"""
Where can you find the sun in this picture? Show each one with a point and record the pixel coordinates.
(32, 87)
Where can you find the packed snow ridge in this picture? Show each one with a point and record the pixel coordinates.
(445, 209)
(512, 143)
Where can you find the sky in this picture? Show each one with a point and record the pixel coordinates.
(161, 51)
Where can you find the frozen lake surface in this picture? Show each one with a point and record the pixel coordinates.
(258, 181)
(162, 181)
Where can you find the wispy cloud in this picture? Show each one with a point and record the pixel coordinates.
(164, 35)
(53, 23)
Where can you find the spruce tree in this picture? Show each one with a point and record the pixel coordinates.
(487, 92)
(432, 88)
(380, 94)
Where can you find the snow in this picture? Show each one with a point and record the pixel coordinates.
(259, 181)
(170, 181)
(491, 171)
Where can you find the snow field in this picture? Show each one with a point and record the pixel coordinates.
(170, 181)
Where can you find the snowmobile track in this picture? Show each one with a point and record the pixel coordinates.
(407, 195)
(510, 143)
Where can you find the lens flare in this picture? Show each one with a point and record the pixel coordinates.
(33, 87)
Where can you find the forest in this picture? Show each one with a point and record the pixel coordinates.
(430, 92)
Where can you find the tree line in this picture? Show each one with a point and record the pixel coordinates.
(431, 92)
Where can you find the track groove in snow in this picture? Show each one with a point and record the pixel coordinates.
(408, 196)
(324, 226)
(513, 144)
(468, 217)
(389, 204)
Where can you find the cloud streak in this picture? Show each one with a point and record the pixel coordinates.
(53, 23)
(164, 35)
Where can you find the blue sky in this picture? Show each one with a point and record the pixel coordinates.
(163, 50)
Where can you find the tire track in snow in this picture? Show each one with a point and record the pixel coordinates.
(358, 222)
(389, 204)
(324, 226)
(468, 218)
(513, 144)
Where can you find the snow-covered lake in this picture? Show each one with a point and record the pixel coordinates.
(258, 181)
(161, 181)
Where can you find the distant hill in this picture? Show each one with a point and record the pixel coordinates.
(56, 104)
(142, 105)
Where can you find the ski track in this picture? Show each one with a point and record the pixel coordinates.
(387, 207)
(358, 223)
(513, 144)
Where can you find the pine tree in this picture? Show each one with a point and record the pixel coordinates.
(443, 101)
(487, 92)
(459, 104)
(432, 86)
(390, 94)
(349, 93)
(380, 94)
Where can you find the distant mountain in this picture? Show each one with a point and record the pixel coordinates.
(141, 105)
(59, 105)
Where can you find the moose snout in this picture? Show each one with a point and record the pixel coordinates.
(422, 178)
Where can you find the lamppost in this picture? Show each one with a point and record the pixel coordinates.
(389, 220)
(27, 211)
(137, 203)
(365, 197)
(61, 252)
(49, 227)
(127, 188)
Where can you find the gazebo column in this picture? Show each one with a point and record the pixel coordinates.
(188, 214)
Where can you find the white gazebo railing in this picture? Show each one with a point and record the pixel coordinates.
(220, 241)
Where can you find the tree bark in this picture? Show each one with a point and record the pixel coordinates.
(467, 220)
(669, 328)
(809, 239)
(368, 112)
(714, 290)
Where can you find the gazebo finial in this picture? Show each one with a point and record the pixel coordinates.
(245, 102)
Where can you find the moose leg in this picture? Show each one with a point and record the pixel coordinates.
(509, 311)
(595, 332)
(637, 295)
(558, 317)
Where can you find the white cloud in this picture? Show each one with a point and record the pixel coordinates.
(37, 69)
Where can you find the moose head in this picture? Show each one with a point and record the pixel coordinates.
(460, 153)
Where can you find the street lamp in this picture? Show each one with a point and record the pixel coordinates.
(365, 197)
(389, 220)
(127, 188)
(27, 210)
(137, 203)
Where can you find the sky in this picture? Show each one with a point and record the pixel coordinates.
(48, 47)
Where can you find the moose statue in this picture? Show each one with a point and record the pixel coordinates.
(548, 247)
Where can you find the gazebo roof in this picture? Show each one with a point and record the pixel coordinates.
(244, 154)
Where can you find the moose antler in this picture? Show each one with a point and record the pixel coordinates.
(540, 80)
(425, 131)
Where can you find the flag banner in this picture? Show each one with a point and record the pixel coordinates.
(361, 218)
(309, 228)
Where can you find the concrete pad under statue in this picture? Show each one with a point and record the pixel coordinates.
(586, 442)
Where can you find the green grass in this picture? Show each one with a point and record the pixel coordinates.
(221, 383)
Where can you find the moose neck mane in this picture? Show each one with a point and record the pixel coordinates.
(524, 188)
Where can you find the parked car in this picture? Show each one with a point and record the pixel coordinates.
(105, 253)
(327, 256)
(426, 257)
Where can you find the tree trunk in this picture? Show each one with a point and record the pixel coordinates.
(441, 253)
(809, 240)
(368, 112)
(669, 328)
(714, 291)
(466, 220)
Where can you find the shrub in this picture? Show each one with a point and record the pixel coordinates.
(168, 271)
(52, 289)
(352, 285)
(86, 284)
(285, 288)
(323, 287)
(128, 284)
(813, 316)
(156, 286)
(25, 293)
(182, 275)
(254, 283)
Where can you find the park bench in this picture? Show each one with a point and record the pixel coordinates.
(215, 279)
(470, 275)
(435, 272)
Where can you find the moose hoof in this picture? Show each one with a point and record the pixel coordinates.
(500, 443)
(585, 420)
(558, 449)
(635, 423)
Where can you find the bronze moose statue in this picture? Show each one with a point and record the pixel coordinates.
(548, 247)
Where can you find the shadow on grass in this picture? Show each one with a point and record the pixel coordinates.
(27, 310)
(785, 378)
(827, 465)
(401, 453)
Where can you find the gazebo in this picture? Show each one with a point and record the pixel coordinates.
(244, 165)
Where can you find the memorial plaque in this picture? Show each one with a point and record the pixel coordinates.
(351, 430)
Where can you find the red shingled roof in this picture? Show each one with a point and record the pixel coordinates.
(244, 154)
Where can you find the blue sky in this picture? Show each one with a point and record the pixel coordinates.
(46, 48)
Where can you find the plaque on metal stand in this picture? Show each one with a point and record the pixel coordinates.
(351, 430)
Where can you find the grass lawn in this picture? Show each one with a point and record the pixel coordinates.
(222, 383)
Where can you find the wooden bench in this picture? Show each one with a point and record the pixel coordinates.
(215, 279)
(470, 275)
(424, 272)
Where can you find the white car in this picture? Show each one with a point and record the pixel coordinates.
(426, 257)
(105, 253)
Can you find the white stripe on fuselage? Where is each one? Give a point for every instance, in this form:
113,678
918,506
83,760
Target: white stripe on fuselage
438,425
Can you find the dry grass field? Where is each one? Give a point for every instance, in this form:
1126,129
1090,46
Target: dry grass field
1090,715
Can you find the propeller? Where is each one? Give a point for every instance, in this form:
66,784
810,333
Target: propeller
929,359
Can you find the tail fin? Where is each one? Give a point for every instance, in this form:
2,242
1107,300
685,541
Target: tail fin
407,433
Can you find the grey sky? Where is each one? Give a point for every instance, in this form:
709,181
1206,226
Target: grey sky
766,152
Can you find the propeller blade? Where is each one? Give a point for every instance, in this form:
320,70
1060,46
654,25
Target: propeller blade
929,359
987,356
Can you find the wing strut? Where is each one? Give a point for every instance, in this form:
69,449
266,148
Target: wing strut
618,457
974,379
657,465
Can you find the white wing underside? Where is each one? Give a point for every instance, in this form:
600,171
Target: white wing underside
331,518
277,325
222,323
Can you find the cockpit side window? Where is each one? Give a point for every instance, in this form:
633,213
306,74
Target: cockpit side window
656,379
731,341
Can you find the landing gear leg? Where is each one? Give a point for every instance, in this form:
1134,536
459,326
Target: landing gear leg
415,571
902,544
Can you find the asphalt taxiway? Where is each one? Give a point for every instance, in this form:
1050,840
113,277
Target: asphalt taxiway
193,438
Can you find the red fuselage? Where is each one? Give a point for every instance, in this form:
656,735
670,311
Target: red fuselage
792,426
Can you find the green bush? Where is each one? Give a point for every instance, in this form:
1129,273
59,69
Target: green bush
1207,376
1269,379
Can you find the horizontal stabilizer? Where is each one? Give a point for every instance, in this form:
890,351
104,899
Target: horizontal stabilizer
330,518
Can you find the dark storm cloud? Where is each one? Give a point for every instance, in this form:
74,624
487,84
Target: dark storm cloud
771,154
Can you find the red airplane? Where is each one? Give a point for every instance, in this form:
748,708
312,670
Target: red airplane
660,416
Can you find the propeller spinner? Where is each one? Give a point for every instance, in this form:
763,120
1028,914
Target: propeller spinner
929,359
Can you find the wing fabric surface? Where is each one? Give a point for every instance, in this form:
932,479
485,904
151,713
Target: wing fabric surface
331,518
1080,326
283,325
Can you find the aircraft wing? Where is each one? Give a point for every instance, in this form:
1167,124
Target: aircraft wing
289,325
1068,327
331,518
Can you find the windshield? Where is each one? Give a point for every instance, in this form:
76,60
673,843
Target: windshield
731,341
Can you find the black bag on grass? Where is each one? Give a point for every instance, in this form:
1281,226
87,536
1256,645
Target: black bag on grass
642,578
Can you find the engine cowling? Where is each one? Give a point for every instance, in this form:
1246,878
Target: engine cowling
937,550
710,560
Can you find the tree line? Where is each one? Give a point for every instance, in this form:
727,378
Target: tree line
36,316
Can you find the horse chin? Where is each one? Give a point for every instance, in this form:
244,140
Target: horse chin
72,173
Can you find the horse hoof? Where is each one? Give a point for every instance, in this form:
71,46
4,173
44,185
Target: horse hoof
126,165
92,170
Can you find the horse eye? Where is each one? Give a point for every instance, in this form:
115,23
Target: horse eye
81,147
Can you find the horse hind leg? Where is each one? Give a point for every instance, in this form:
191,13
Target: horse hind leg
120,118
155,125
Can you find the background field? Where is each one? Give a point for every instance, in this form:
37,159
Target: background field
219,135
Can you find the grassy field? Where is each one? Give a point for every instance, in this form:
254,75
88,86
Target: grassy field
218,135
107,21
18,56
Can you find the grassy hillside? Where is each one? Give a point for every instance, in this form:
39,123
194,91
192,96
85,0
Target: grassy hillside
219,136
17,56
"""
**WHAT THIS TASK INVOLVES:** Write out precisely the lines from the one holding "Can you find the horse eye?" through the end of the material, including both of those ends.

**ANSWER TO THE EXERCISE:**
Can you find the horse eye? Where is each one? Give a point for every instance, in this form:
115,23
Target: horse eye
81,147
Can you find the horse hind leg? Where is each one? Give a point for every instance, in this form:
191,13
Target: horse hind leg
120,118
155,125
Can you find the background field? Where is each one? Give a point for every instance, in this form:
37,159
Target: background field
219,135
Can you find the grassy field? Where is each one? Give a point for every instance, in this form:
254,75
88,86
Target: grassy field
218,135
107,21
18,56
Can you find the grassy hillside? Where is each one? Give a point for every instance, in this form:
39,123
194,91
192,96
85,0
Target: grassy hillside
219,136
17,56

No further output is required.